━━ Task input ━━

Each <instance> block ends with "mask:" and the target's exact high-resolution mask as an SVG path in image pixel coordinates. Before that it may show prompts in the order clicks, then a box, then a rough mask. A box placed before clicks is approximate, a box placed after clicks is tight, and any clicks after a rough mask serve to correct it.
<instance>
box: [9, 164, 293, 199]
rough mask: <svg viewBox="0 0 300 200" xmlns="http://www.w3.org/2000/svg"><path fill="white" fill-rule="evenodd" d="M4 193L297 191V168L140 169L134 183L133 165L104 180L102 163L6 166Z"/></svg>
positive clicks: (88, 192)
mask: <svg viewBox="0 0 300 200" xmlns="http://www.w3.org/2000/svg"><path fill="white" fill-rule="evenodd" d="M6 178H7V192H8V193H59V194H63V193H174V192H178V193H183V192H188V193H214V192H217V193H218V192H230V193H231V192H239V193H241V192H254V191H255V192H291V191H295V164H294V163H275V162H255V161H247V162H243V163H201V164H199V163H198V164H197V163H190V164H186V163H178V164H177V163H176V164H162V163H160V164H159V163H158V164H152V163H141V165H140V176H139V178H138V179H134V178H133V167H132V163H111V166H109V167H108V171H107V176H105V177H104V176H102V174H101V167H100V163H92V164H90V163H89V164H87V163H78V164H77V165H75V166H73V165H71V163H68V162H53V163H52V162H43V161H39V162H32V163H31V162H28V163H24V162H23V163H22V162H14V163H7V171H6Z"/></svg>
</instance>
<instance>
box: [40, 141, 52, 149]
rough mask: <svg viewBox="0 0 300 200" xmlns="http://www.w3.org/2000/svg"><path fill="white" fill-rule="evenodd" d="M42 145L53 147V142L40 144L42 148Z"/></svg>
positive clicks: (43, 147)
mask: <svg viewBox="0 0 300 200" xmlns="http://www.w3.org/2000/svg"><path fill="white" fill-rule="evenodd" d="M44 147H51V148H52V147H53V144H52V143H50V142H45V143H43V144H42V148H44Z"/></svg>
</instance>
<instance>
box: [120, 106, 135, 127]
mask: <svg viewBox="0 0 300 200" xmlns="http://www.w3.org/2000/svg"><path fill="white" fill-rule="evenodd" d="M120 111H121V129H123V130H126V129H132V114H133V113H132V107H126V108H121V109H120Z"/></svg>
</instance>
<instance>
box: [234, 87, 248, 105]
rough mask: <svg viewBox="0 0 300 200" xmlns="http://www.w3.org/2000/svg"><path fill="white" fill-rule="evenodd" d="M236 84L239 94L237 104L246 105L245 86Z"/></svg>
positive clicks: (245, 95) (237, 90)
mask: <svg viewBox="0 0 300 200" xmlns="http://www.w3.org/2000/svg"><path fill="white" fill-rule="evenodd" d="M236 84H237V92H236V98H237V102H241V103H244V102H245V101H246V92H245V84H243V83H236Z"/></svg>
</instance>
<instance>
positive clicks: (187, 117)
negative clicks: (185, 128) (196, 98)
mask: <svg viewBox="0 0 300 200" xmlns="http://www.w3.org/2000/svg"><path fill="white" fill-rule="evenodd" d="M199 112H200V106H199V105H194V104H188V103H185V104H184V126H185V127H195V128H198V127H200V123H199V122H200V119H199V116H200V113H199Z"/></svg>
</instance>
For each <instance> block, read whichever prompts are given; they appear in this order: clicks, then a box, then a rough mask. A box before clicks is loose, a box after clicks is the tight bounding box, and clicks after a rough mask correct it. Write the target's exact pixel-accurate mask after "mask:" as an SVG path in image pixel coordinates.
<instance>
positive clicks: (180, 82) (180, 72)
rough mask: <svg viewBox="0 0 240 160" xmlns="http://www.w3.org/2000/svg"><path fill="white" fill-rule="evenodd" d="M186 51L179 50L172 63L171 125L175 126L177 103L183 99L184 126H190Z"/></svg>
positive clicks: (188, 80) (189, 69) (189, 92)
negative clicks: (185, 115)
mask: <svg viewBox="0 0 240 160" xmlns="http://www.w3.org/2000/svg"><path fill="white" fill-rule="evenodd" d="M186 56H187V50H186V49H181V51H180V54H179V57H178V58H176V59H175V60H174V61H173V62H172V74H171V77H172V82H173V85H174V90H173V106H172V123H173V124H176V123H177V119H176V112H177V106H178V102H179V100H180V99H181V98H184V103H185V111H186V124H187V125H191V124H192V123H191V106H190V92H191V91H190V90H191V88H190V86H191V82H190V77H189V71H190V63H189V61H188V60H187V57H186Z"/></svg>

━━━

Problem to work on.
Please give the count of lines in the listing that include the string "block", with no words around it.

Exercise result.
2